**What is required**
Collect every line of the records below that contains the string "blonde", and copy each one unchanged.
***** Task data
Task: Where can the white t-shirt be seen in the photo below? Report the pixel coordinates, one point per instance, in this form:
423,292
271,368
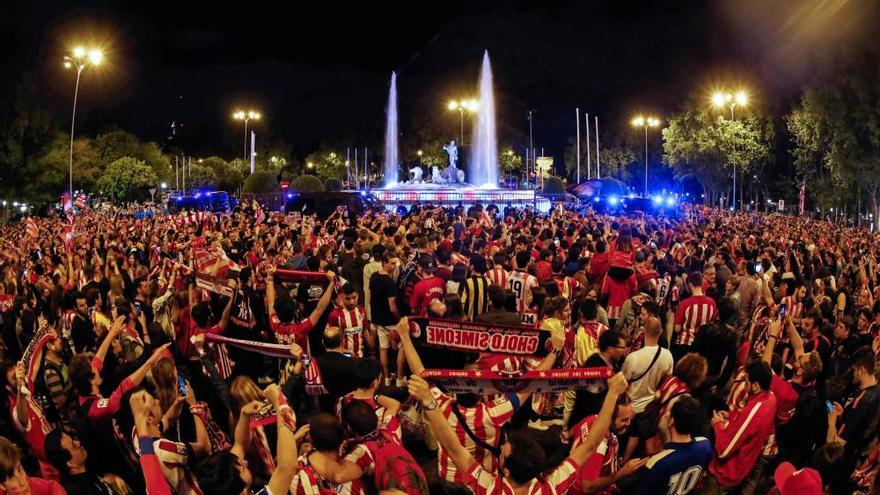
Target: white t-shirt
641,392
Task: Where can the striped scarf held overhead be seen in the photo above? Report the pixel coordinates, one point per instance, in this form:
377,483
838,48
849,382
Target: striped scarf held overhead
312,374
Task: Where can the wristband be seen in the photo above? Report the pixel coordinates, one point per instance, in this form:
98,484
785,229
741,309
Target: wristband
146,446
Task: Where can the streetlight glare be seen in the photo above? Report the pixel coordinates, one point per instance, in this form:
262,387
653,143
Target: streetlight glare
96,56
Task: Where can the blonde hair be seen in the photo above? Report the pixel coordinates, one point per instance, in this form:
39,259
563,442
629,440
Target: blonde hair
243,391
164,377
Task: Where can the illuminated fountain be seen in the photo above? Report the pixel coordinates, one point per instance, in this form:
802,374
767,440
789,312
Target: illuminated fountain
451,184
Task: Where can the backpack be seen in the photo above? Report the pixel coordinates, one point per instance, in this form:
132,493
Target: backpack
395,467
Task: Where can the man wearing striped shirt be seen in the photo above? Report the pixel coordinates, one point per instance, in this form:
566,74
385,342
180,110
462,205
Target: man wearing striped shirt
522,459
521,283
476,421
498,274
474,290
692,313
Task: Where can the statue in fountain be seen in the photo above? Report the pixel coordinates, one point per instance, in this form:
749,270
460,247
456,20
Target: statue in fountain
452,150
451,174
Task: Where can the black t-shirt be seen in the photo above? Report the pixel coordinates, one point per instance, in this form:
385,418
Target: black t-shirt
336,372
859,420
82,331
381,289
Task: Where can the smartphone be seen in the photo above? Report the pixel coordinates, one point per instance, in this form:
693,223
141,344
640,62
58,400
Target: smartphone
181,385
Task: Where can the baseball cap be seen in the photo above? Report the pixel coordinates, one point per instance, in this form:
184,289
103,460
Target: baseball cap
791,481
427,262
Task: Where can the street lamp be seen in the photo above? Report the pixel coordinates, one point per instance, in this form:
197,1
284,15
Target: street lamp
646,122
461,106
79,58
246,116
726,99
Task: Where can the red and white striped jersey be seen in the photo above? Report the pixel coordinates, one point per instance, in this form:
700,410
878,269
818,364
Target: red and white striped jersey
498,276
353,324
308,482
566,285
693,313
521,283
793,308
485,420
557,482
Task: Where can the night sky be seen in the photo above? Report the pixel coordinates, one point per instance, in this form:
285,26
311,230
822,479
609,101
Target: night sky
319,70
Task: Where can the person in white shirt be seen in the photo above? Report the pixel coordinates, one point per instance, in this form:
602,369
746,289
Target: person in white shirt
644,370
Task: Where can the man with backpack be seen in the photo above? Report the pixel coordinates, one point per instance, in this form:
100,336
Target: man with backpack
375,451
478,423
522,459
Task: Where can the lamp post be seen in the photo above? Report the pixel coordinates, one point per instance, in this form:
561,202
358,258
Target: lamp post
79,58
721,100
246,116
461,106
646,122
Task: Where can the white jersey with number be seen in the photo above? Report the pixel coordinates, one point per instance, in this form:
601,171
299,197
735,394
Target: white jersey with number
521,284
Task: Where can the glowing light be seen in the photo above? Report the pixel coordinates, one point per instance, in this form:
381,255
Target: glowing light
96,56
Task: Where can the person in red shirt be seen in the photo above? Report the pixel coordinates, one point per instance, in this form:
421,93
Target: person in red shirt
282,314
740,436
15,481
522,459
428,288
692,313
351,319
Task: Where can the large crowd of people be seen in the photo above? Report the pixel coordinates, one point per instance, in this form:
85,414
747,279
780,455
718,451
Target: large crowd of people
258,352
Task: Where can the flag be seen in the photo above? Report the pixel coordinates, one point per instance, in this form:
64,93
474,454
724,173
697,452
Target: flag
31,228
801,196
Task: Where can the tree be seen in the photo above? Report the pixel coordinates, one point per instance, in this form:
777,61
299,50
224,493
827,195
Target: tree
115,144
201,176
836,130
25,129
127,178
510,162
261,182
327,163
48,173
703,146
226,176
617,162
306,183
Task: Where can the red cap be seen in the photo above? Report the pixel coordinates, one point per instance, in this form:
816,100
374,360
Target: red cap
791,481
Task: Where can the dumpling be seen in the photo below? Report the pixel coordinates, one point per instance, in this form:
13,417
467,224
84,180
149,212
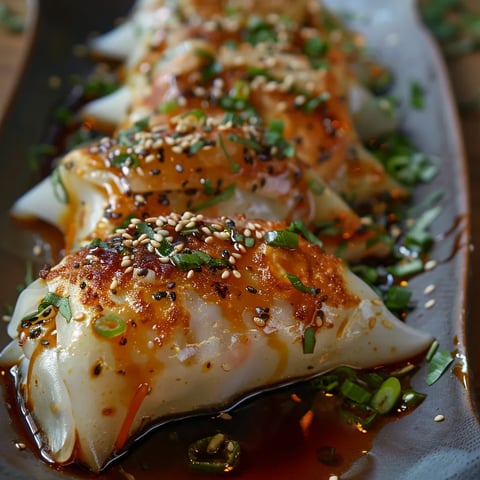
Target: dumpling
266,69
195,163
181,314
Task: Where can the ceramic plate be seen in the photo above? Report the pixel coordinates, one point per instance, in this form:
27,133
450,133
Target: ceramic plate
415,446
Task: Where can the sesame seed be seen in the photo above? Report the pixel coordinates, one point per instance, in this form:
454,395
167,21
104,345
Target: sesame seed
430,303
259,322
430,265
429,289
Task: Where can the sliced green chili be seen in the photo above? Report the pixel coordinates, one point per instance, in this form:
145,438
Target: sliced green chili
438,365
215,455
62,303
299,285
355,392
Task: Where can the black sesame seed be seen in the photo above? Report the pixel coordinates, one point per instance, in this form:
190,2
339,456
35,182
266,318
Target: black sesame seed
159,295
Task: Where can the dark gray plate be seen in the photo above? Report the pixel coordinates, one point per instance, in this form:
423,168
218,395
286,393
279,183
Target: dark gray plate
415,447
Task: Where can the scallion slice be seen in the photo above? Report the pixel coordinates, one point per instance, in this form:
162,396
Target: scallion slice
386,397
109,326
62,303
309,340
299,285
281,238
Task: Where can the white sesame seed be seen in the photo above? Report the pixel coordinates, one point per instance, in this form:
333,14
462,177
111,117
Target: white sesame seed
430,265
429,289
259,322
430,303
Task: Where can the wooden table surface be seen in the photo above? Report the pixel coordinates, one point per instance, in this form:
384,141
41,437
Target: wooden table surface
465,78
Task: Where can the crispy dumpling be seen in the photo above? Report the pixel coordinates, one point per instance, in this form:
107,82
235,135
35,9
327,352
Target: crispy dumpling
198,164
269,69
180,314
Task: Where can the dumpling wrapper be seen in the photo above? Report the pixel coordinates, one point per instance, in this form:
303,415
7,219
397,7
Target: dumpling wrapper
228,170
155,22
179,315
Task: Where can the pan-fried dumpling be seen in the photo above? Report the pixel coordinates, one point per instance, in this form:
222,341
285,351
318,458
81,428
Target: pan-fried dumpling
181,314
267,70
195,164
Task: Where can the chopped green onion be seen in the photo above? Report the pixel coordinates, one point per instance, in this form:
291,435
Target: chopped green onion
196,147
281,238
328,455
214,455
315,47
432,350
299,285
109,326
165,248
62,303
97,243
187,261
274,137
366,273
126,159
364,422
254,145
439,363
145,228
355,392
309,340
406,269
397,298
326,383
300,227
386,397
311,105
411,398
139,126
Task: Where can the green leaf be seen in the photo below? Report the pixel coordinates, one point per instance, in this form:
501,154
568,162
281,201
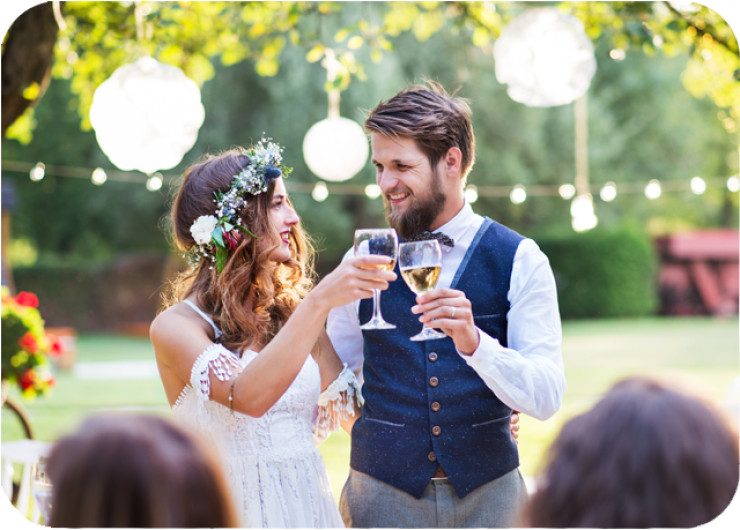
**********
**Exercise response**
Task: Where can the blonde hair be seen in the photo above? Report the pixel coordinates, one point per instance, in this form:
Target: blonde hair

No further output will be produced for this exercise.